DIE AUFGABEN —
[1] Gib den Abschnitt von „Dem Wesen und“ bis „auf den Grund.“ aus dem Textauszug wortgetreu wieder.
[2] Entscheide anhand des Textauszugs, ob die folgenden Aussagen stimmen, und antworte jeweils mit Ja oder Nein sowie den ausschlaggebenden Worten des Textes als genauem Zitat: (a) Wilhelm Dröscher starb im Alter von 57 Jahren. (b) Die Gedenkveranstaltung zum 25. Todestag fand in Kirn statt. (c) Der SPD-Bezirksvorstand schloss Scharping im Dezember 1968 gegen den Willen Dröschers aus.

Zu seinem 25. Todestag gedachten Weggefährten des Kirner Sozialdemokraten Wilhelm Dröscher - Dr. Ernst Theilen und Rudolf Scharping zeichneten ein lebendiges Porträt

Auch Birkenfelder Genossen gedachten des "guten Menschen von Kirn"

Dem Wesen und der Popularität Wilhelm Dröschers gingen Rudolf Scharping, Dr. Ernst Theilen, Jürgen Henze und Peter Wilhelm Dröscher bei einer Gedenkveranstaltung zum 25. Todestag des SPD-Politikers in Birkenfeld auf den Grund.

KIRN / BIRKENFELD. Als Rudolf Scharping das Nebenzimmer des Oldenburger Hofs betrat, war die gute Stimmung dahin - zumindest bei den FCK-Fans unter den gut zwei Dutzend Genossen der Gedenkveranstaltung zum 25. Todestag von Wilhelm Dröscher: "Kaiserslautern hat 3:1 geführt." Da war jedem klar, dass die Pfälzer in Bremen verloren hatten. In den nächsten beiden Stunden gelang es dem Ex-Parteichef und den drei anderen von SPD-Ortsverein und Juso-Kreisverband eingeladenen Weggefährten, ein lebendiges Porträt des mit 57 Jahren verstorbenen SPD-Bundesschatzmeisters Wilhelm "Lem" Dröscher zu zeichnen.

Nachdem der SPD-Bezirksvorstand Scharping im Dezember 1968 gegen den Willen des Vorsitzenden Dröscher ausgeschlossen hatte, nahm dieser das Angebot des Westerwälders an, ihn im Wahlkampf an der Nahe zu unterstützen. "Ich weiß nicht, ob ich ohne Dröscher den Weg zurück in die SPD gefunden hätte", bekannte der geschasste Verteidigungsminister.

Ganz konkret, glaubwürdig und alltäglich habe der Abgeordnete den Menschen geholfen, würdigte der 54-Jährige den "wortstarken Debattenredner". Charakteristisch war seine Toleranz: So ließ der SPD-Landesvorsitzende 1972 zu, dass von seinem Telefon aus Scharping die Kandidatur von Eva Meinerts im Nahe-Wahlkreis betrieb, obwohl er sich für den mit 214:33 Stimmen siegreichen Conrad Ahlers als seinen Nachfolger einsetzte.

"Wir müssen den Menschen dienen" - mit diesen Worten beschrieb der einstige Landtagsabgeordnete Jürgen Henze das Leitmotiv "meines politischen Ziehvaters" und erinnerte mit Axel Redmer daran, wie das frühere KPD-Mitglied Kundgebungen der NPD besuchte und mit den Rechtsradikalen diskutierte.

ENTNOMMENES MATERIAL —
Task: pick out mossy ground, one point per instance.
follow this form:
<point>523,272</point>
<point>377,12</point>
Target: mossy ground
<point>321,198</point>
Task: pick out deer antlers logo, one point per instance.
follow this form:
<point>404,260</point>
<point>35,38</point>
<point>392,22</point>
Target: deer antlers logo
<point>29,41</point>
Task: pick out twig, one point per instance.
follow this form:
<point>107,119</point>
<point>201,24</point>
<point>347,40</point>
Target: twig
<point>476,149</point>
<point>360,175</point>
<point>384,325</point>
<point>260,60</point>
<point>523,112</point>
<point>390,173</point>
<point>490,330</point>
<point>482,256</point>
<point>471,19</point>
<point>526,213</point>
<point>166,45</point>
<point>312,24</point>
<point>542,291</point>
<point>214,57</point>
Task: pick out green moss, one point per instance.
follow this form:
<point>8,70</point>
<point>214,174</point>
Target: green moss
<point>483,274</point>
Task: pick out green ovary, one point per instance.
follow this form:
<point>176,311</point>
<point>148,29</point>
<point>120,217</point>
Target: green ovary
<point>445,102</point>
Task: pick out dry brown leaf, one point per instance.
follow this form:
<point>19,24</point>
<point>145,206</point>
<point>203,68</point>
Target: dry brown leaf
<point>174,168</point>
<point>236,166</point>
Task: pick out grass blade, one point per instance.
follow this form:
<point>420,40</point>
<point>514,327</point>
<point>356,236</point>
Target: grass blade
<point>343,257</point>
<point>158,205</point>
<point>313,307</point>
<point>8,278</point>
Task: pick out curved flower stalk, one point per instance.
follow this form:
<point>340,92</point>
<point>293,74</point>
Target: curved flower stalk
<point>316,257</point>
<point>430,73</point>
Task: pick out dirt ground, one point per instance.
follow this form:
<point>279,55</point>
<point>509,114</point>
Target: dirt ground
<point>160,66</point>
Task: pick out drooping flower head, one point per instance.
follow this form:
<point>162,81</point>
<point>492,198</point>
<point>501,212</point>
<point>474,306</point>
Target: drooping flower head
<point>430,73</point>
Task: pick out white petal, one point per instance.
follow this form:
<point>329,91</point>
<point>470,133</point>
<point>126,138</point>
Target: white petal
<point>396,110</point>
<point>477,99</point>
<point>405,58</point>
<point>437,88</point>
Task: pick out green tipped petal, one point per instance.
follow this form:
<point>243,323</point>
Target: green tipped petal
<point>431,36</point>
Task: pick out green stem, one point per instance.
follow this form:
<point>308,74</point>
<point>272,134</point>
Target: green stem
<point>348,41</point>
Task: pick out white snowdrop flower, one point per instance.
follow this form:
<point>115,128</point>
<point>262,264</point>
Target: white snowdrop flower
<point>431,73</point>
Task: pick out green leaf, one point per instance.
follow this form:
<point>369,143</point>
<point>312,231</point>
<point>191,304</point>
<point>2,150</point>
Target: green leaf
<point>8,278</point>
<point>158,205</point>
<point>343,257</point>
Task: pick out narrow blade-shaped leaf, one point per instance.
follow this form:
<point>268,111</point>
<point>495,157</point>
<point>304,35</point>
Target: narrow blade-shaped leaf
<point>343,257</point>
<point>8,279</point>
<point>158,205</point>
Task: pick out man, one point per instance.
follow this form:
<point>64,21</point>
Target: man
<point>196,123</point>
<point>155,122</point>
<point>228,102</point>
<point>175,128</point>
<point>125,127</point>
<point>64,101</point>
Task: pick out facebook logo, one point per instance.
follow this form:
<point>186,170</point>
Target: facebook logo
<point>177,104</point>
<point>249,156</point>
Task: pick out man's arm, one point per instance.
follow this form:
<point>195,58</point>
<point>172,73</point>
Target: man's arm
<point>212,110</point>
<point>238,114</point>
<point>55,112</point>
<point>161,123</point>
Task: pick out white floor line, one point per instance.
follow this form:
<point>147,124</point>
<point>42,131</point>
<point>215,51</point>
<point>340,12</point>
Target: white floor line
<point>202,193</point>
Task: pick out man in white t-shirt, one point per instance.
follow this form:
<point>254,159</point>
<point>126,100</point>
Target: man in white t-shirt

DIE LÖSUNGEN —
[1]
Dem Wesen und der Popularität Wilhelm Dröschers gingen Rudolf Scharping, Dr. Ernst Theilen, Jürgen Henze und Peter Wilhelm Dröscher bei einer Gedenkveranstaltung zum 25. Todestag des SPD-Politikers in Birkenfeld auf den Grund.

[2]
(a) Ja: „des mit 57 Jahren verstorbenen SPD-Bundesschatzmeisters Wilhelm "Lem" Dröscher“
(b) Nein: „bei einer Gedenkveranstaltung zum 25. Todestag des SPD-Politikers in Birkenfeld“
(c) Ja: „Nachdem der SPD-Bezirksvorstand Scharping im Dezember 1968 gegen den Willen des Vorsitzenden Dröscher ausgeschlossen hatte“